Consigna: Reproduce cada fila del listado de datos que contenga la cadena "winged", teniendo en cuenta las mayúsculas y minúsculas.

Listado de datos:
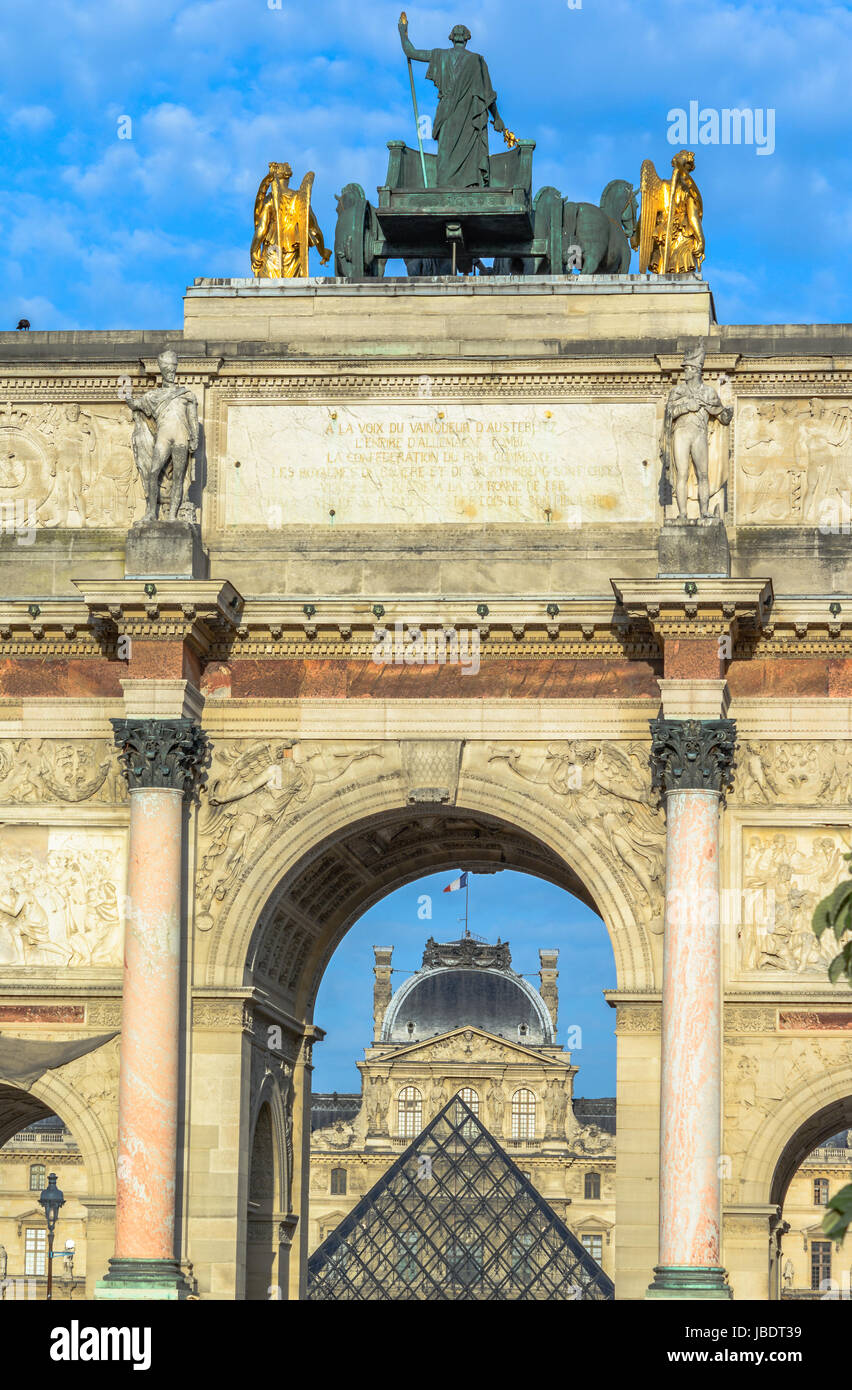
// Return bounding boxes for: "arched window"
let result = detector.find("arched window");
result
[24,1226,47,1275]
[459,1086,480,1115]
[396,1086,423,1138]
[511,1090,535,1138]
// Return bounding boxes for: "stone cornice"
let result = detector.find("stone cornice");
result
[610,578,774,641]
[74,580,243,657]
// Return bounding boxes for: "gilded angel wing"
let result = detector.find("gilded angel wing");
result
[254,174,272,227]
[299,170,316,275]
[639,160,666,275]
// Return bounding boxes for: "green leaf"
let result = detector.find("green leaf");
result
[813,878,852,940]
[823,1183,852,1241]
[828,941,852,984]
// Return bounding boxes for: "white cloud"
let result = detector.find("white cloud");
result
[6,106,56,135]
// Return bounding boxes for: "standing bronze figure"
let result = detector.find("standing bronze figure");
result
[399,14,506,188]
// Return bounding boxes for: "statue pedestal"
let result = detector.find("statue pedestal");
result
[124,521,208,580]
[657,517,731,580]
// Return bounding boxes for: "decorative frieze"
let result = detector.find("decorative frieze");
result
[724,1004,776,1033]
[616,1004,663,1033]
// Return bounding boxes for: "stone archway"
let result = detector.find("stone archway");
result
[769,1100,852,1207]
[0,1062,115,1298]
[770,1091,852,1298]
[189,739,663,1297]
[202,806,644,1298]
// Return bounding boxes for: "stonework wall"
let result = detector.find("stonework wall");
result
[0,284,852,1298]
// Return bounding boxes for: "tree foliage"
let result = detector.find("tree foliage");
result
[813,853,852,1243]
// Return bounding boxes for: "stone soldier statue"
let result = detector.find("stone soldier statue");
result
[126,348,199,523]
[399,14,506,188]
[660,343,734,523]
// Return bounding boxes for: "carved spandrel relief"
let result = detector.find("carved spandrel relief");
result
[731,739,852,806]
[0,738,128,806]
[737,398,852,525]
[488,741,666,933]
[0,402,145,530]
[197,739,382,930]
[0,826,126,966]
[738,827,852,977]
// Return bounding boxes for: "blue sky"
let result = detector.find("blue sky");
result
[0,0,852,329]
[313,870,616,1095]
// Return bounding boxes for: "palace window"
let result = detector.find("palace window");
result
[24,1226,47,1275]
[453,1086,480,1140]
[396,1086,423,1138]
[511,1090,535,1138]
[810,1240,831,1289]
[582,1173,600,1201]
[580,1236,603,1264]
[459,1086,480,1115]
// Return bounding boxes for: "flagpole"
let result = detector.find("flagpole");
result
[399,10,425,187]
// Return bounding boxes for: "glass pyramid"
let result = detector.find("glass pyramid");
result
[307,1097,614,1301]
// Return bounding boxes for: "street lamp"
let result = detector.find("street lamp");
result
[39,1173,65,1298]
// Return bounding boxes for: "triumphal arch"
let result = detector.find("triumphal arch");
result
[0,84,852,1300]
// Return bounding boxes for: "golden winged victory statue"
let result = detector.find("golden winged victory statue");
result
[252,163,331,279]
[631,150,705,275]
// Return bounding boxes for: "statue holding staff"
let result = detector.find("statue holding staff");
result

Respuesta:
// Return bounding boxes for: "golden winged victory statue"
let result = detector.find("golden winged victory statue");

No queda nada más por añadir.